## PASSAGE SHOWN

════

By Anamika Dutta, Features Editor
The College of the Holy Cross’ annual “Purple Goes Green” week took place this past week, from April 18th-April 23rd. Purple Goes Green occurs during the week leading up to Earth Day, as Holy Cross students participate in a number of events to learn more about environmental issues. This year, Abi Ray ‘17, Director of Environmental Concerns in Holy Cross’ Student Government Association, led the initiative of planning the week. Her efforts were aided by Emma Powell ‘20, Meaghan Murray ‘20, and Elizabeth Douglass ‘19. By partnering with Holy Cross Fossil Free, Eco-Action, and environmental liaisons, these four students ensured the week’s success. They planned informative lobby tables in Hogan Campus Center, educational film screenings, activities, and transportation to and from the March for Science in Boston on April 22nd.

════

## GIVEN ENTRIES
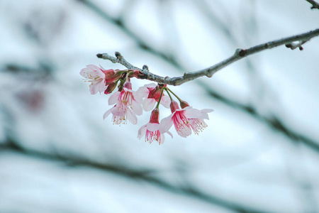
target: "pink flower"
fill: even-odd
[[[87,67],[81,70],[80,75],[87,79],[91,82],[89,89],[91,94],[104,92],[106,89],[105,84],[106,75],[102,69],[93,65],[86,66]]]
[[[111,113],[113,114],[113,124],[127,124],[128,119],[133,124],[138,123],[136,115],[141,115],[142,99],[132,90],[132,84],[129,82],[124,84],[122,91],[116,92],[108,99],[108,104],[114,106],[106,111],[103,116],[105,119]]]
[[[172,102],[170,106],[172,114],[161,121],[160,130],[167,131],[174,124],[177,133],[184,138],[190,136],[192,129],[198,134],[199,131],[205,129],[207,124],[203,119],[208,119],[207,113],[213,111],[208,109],[198,110],[191,106],[179,109],[176,102]]]
[[[146,84],[144,87],[140,87],[136,91],[141,97],[145,97],[143,102],[143,109],[145,111],[150,111],[154,109],[155,104],[160,100],[160,97],[162,93],[162,88],[155,84]],[[160,104],[166,108],[169,108],[171,100],[168,96],[164,95],[162,97]]]
[[[160,131],[159,122],[160,111],[158,109],[155,109],[152,111],[150,122],[142,126],[138,130],[138,138],[140,139],[142,136],[145,135],[145,141],[151,143],[153,141],[157,141],[160,144],[164,143],[165,139],[164,133],[165,132]],[[167,131],[168,134],[173,138],[173,135],[169,131]]]
[[[86,67],[81,70],[80,75],[91,82],[89,89],[91,94],[95,94],[98,92],[100,93],[104,92],[107,86],[117,81],[123,73],[121,70],[105,70],[102,66],[99,67],[94,65],[89,65]]]
[[[206,123],[203,121],[203,119],[209,120],[208,113],[212,112],[214,111],[211,109],[203,109],[201,111],[201,116],[195,119],[189,119],[189,123],[191,128],[193,129],[193,131],[196,135],[198,135],[200,131],[203,131],[203,130],[207,127]]]

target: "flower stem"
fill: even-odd
[[[181,99],[175,93],[174,93],[173,91],[169,89],[169,88],[168,88],[167,87],[166,88],[167,88],[167,89],[168,89],[168,91],[169,91],[169,92],[172,92],[172,94],[174,94],[174,97],[176,97],[176,98],[179,101],[179,102],[181,102]],[[169,97],[171,98],[171,101],[172,101],[172,97],[170,95],[169,95]]]
[[[169,92],[167,90],[168,88],[165,87],[164,89],[166,90],[166,92],[167,92],[168,95],[169,96],[169,99],[171,99],[171,102],[172,102],[173,101],[173,98],[172,97],[171,94],[169,94]]]
[[[160,97],[160,99],[158,100],[157,105],[156,105],[156,109],[158,109],[158,106],[160,106],[160,103],[161,102],[162,97],[163,96],[163,92],[164,92],[164,88],[162,89],[161,96]]]

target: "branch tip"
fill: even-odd
[[[120,59],[121,58],[122,58],[122,55],[121,55],[120,52],[116,51],[115,55],[118,59]]]
[[[247,50],[241,50],[238,53],[239,56],[244,57],[247,55]]]
[[[147,70],[148,71],[148,67],[146,65],[144,65],[142,67],[142,70]]]

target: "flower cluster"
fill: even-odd
[[[213,111],[213,109],[199,110],[190,106],[166,84],[149,84],[135,92],[132,89],[130,78],[138,78],[140,74],[138,70],[105,70],[101,66],[99,67],[93,65],[87,65],[80,72],[85,80],[91,82],[89,90],[92,94],[98,92],[108,94],[112,93],[116,87],[118,88],[108,99],[108,104],[113,106],[106,111],[103,119],[112,114],[113,124],[125,124],[128,120],[136,124],[137,116],[142,115],[143,109],[145,111],[152,110],[150,121],[138,131],[138,138],[140,139],[145,136],[145,141],[150,143],[154,141],[160,144],[163,143],[165,133],[173,137],[169,132],[173,124],[177,133],[184,138],[190,136],[192,132],[198,134],[207,127],[204,119],[208,119],[208,113]],[[167,95],[164,94],[164,91]],[[172,94],[178,99],[179,105],[173,99]],[[160,104],[170,108],[172,111],[171,115],[162,119],[160,122]]]

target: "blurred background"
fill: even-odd
[[[199,136],[113,125],[86,65],[119,51],[180,76],[318,28],[304,0],[0,1],[0,212],[319,212],[319,38],[170,88],[211,108]],[[133,80],[133,89],[150,83]],[[161,119],[169,110],[161,109]]]

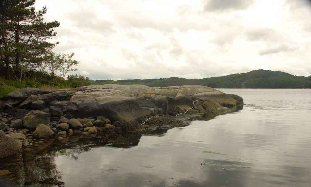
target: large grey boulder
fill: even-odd
[[[45,107],[45,103],[41,100],[33,101],[30,104],[30,107],[33,110],[42,110]]]
[[[60,123],[56,125],[56,128],[62,130],[67,131],[69,129],[69,124],[65,123]]]
[[[54,135],[54,132],[47,126],[39,124],[32,134],[33,136],[39,138],[50,138]]]
[[[39,124],[48,124],[50,122],[50,116],[49,114],[44,112],[32,110],[24,116],[23,125],[27,129],[34,130]]]
[[[16,110],[16,118],[18,119],[22,119],[24,116],[29,112],[27,110],[22,109],[18,109]]]
[[[69,120],[69,125],[72,129],[80,129],[83,128],[83,126],[78,120],[72,118]]]
[[[21,147],[20,142],[0,130],[0,158],[16,153]]]
[[[11,127],[17,129],[23,128],[23,121],[20,119],[13,120],[11,122]]]
[[[64,115],[60,108],[51,106],[50,107],[50,113],[52,116],[61,116]]]

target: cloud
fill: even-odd
[[[298,48],[290,47],[286,45],[280,45],[259,51],[258,54],[260,55],[264,55],[269,54],[278,53],[281,52],[292,52],[298,49]]]
[[[248,8],[254,2],[253,0],[208,0],[204,9],[212,11],[241,10]]]

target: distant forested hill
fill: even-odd
[[[93,84],[95,85],[139,84],[153,87],[203,85],[216,88],[311,88],[311,76],[297,76],[280,71],[258,70],[239,74],[200,79],[172,77],[117,81],[96,80],[93,81]]]

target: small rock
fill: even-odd
[[[82,124],[77,119],[71,119],[69,120],[69,123],[70,127],[74,129],[79,129],[83,127]]]
[[[21,129],[23,127],[23,121],[20,119],[17,119],[11,122],[11,128],[14,129]]]
[[[86,135],[86,136],[88,136],[89,135],[89,132],[83,132],[82,133],[82,134],[83,134],[84,135]]]
[[[93,124],[92,123],[92,122],[91,122],[91,121],[88,122],[83,125],[83,128],[86,128],[86,127],[91,127],[92,126],[93,126]]]
[[[96,127],[93,126],[89,130],[89,134],[90,135],[96,135],[97,134],[97,129]]]
[[[40,124],[36,128],[32,135],[34,137],[46,138],[52,137],[54,134],[54,132],[49,127],[43,124]]]
[[[45,103],[41,100],[33,101],[30,104],[30,107],[33,110],[42,110],[45,107]]]
[[[68,123],[69,122],[69,120],[66,117],[62,116],[59,118],[59,121],[58,122],[60,123]]]
[[[7,129],[7,124],[3,122],[0,123],[0,130],[2,130],[5,132]]]
[[[98,127],[100,127],[104,125],[104,122],[101,120],[96,120],[93,122],[93,124]]]
[[[49,112],[52,116],[61,116],[64,115],[61,109],[54,106],[50,107]]]

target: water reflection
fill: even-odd
[[[0,161],[0,170],[18,186],[308,186],[311,92],[291,90],[233,89],[242,110],[169,130],[44,143]]]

════

## DIRECTIONS
Write out the passage about Purple Goes Green week above, from "By Anamika Dutta, Features" up to and including "on April 22nd.", word for word.

## SOLVED PROBLEM
By Anamika Dutta, Features Editor
The College of the Holy Cross’ annual “Purple Goes Green” week took place this past week, from April 18th-April 23rd. Purple Goes Green occurs during the week leading up to Earth Day, as Holy Cross students participate in a number of events to learn more about environmental issues. This year, Abi Ray ‘17, Director of Environmental Concerns in Holy Cross’ Student Government Association, led the initiative of planning the week. Her efforts were aided by Emma Powell ‘20, Meaghan Murray ‘20, and Elizabeth Douglass ‘19. By partnering with Holy Cross Fossil Free, Eco-Action, and environmental liaisons, these four students ensured the week’s success. They planned informative lobby tables in Hogan Campus Center, educational film screenings, activities, and transportation to and from the March for Science in Boston on April 22nd.